__Exercise directions__.
Restate word for word the lines beginning with the one that contains "Task: indicate the medal" and ending at the bottom of the records below, both included.

[Saved entries]
============

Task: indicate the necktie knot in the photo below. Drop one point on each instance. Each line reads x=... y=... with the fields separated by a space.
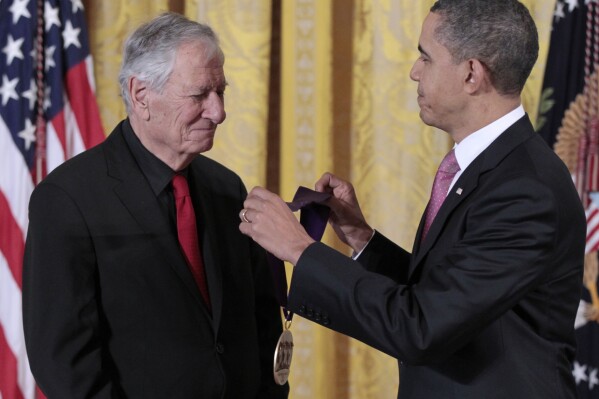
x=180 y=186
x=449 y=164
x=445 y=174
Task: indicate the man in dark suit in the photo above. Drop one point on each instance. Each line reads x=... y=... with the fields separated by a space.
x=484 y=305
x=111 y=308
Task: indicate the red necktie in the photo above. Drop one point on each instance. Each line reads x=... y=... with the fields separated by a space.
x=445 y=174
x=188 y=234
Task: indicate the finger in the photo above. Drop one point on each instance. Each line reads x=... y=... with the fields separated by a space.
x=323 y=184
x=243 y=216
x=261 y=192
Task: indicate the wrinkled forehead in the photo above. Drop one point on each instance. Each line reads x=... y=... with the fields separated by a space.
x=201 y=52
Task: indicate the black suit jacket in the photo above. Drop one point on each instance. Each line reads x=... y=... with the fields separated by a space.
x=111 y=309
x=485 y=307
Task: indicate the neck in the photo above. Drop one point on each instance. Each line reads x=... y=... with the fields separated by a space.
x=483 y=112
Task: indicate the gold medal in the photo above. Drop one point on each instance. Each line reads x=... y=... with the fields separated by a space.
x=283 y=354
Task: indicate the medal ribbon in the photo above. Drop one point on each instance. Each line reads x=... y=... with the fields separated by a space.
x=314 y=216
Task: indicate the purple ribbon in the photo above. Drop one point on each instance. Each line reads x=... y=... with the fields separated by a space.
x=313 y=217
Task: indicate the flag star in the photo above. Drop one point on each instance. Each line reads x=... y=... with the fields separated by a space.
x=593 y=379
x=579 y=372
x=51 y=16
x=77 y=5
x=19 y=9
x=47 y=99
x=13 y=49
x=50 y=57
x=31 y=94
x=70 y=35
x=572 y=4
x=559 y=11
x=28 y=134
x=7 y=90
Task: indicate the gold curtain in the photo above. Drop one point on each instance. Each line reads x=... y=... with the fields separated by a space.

============

__The answer__.
Task: indicate the medal ribbon in the photo above. Drop one point on each instance. Each line reads x=... y=... with the fields separated by a space.
x=314 y=216
Task: indicate the purple ribbon in the photo above. Drop one point on each instance. Each line reads x=... y=... with the fields separated by a space.
x=313 y=217
Task: indicate the flag star in the photo above. Drop one point on each instance. Each line reads x=... y=... with the fields separated by a space.
x=593 y=379
x=579 y=372
x=51 y=16
x=77 y=5
x=19 y=9
x=47 y=99
x=13 y=49
x=50 y=57
x=31 y=94
x=70 y=35
x=572 y=4
x=559 y=11
x=28 y=134
x=7 y=90
Task: indicate the gold curtain in the photo above. Drop one point on each instance. Each line reads x=... y=... with the fields separated by a space.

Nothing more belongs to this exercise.